- **Problem A**
Set down, word for word, the portion of the Prince of Wales biography starting at "Charles, Prince of" and ending at "the age of 83.".
- **Problem B**
From the Prince of Wales biography, list every school or college where it says Charles was educated.

- **Exercise passage**
+---+
Charles, Prince of Wales (Charles Philip Arthur George, born 14 November 1948) is the eldest child and heir apparent of Queen Elizabeth II. Known alternatively in Cornwall as Duke of Cornwall and in Scotland as Duke of Rothesay, he is the longest-serving heir apparent in British history, having held the position since 1952. He is also the oldest person to be next in line to the throne since Sophia of Hanover (the heir presumptive to Queen Anne), who died in 1714 at the age of 83.
Charles was born at Buckingham Palace as the first grandchild of King George VI and Queen Elizabeth. He was educated at Cheam and Gordonstoun Schools, which his father, Prince Philip, Duke of Edinburgh, had attended as a child, as well as the Timbertop campus of Geelong Grammar School in Victoria, Australia. After earning a Bachelor of Arts degree from Trinity College, Cambridge, Charles served in the Royal Navy from 1971 to 1976.
In 1981, he married Lady Diana Spencer and they had two sons: Prince William (born 1982), later to become Duke of Cambridge, and Prince Harry (born 1984). In 1996, the couple divorced, following well-publicized extramarital affairs. Diana died in a car crash in Paris the following year. In 2005, Charles married Camilla Parker Bowles.
Charles’s interests encompass a range of humanitarian and social issues: he founded The Prince’s Trust in 1976, sponsors The Prince’s Charities, and is patron of numerous other charitable and arts organisations. Charles has long championed organic farming for which he established the Duchy Home Farm, run by the Duchy of Cornwall, which produces ingredients for the Duchy Originals brand, which he founded in 1990. Charles has sought to raise world awareness of the dangers facing the natural environment, and was an early advocate for action to combat climate change. As an environmentalist, he has received numerous awards and recognition from environmental groups around the world. His support for alternative medicine, including homeopathy, has been criticised by some in the medical community. He has been outspoken on the role of architecture in society and the conservation of historic buildings. Subsequently, Charles created Poundbury, an experimental new town based on his theories, in Dorset in 1993. He has authored a number of books, including A Vision of Britain: A Personal View of Architecture in 1989 and the children’s book The Old Man of Lochnagar in 1980.
Charles was created Prince of Wales and Earl of Chester on 26 July 1958, though his investiture as such was not conducted until 1 July 1969, when he was crowned by his mother in a televised ceremony held at Caernarfon Castle. He took his seat in the House of Lords in 1970 and made his maiden speech in June 1974. Charles also began to take on more public duties, founding The Prince’s Trust in 1976, and travelling to the United States in 1981.
In the mid-1970s, the prince expressed an interest in serving as Governor-General of Australia; Commander Michael Parker explained: “The idea behind the appointment was for him to put a foot on the ladder of monarchy, or being the future King and start learning the trade.” However, because of a combination of nationalist feeling in Australia and the dismissal of the government by the Governor-General in 1975, nothing came of the proposal. Charles accepted the decision of the Australian ministers, if not without some regret; he reportedly stated: “What are you supposed to think when you are prepared to do something to help and you are told you are not wanted?”
Charles is the longest serving Prince of Wales, having surpassed the record held by Edward VII on 9 September 2017. He is the oldest and longest-serving British heir apparent, the longest-serving Duke of Cornwall, and the longest-serving Duke of Rothesay. If he became monarch at present he would be the oldest person to do so; the current record holder is William IV, who was 64 when he became king in 1830.
+---+
- **Data records**
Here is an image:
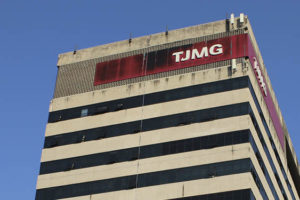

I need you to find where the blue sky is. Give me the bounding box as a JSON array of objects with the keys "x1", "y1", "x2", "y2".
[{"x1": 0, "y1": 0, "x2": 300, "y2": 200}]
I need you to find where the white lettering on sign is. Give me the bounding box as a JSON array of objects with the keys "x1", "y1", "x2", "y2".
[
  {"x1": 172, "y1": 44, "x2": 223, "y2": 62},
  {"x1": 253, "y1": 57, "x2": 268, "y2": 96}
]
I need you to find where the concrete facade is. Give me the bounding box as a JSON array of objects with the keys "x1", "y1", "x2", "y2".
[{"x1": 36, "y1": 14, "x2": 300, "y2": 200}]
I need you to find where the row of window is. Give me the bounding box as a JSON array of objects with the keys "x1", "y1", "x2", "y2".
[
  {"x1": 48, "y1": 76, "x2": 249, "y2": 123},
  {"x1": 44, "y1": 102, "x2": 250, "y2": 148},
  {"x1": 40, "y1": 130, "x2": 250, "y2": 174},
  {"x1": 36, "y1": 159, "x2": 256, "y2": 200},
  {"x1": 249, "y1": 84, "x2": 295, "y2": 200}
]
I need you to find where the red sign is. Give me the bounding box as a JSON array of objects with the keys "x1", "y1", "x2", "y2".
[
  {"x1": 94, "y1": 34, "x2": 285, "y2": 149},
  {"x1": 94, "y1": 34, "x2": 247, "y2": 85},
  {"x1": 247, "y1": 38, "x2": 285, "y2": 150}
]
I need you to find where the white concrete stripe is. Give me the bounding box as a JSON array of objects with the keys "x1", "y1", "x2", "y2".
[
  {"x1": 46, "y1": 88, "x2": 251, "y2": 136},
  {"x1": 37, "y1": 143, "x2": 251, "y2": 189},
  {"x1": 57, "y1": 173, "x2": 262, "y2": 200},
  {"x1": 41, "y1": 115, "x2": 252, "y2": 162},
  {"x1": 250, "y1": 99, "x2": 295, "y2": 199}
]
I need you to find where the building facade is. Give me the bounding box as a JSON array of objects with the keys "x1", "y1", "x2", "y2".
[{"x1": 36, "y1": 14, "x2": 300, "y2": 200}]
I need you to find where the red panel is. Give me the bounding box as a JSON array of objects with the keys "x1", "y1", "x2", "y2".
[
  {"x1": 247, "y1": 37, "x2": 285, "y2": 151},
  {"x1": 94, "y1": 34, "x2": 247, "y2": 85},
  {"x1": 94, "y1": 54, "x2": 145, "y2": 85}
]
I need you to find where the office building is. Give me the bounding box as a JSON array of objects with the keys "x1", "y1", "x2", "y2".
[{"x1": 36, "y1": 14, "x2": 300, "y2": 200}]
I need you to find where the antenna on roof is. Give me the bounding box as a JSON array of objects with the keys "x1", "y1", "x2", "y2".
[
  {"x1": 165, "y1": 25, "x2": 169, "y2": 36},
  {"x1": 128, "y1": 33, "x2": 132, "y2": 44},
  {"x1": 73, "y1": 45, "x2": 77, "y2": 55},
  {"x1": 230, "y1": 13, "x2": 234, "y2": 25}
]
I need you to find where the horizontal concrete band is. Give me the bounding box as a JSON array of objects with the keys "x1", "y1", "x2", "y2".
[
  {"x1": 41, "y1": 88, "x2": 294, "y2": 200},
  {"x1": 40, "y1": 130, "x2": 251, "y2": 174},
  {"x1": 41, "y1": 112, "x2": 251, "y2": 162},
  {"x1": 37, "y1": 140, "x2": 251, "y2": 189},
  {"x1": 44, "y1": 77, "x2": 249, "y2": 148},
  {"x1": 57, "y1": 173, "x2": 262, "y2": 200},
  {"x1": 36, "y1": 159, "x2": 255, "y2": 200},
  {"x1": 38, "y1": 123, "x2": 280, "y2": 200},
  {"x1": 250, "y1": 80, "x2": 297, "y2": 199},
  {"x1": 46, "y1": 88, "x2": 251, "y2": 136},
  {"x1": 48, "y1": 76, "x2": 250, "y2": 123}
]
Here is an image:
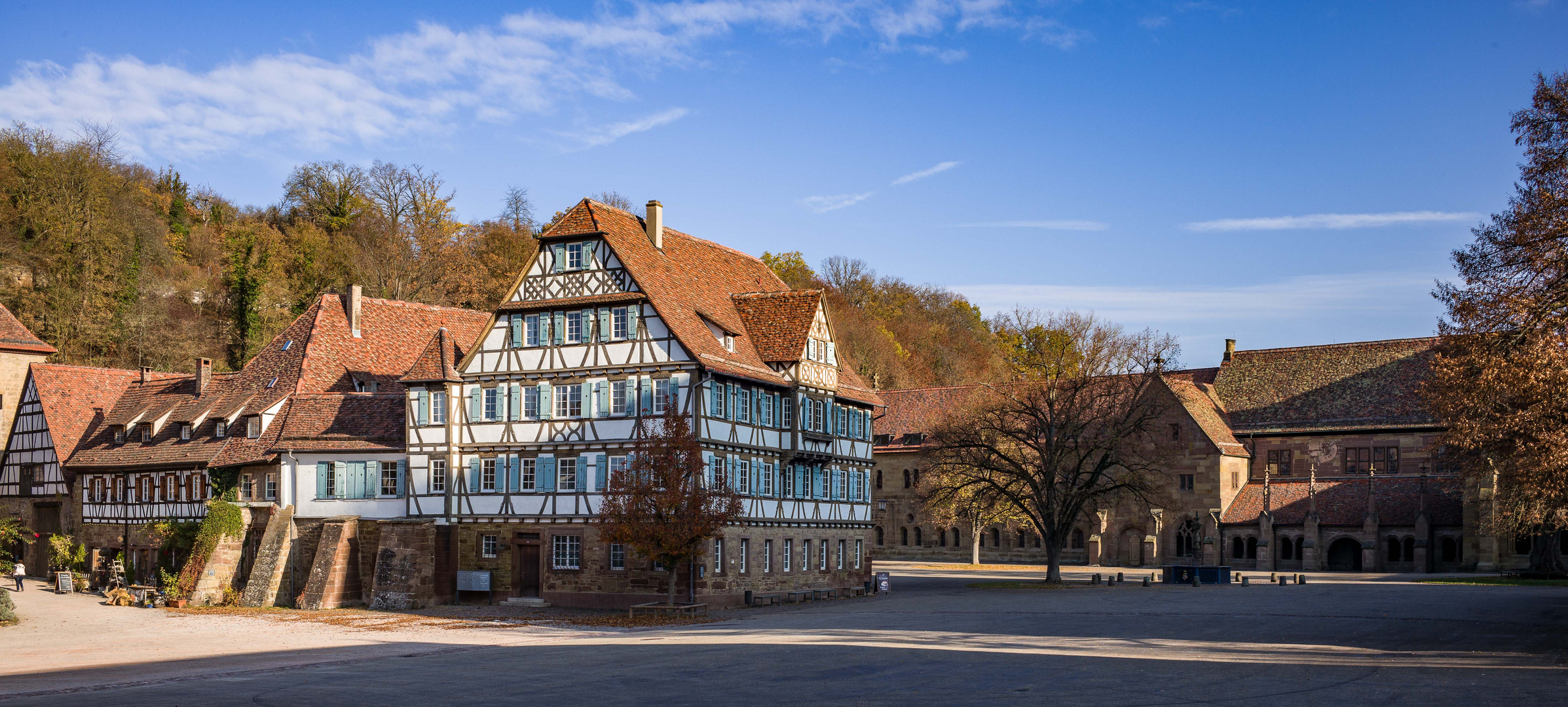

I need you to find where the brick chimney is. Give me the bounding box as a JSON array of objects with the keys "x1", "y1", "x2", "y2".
+---+
- **Exercise response A**
Charles, Prince of Wales (Charles Philip Arthur George, born 14 November 1948) is the eldest child and heir apparent of Queen Elizabeth II. Known alternatively in Cornwall as Duke of Cornwall and in Scotland as Duke of Rothesay, he is the longest-serving heir apparent in British history, having held the position since 1952. He is also the oldest person to be next in line to the throne since Sophia of Hanover (the heir presumptive to Queen Anne), who died in 1714 at the age of 83.

- **Exercise response B**
- Cheam School
- Gordonstoun School
- Timbertop campus of Geelong Grammar School (Victoria, Australia)
- Trinity College, Cambridge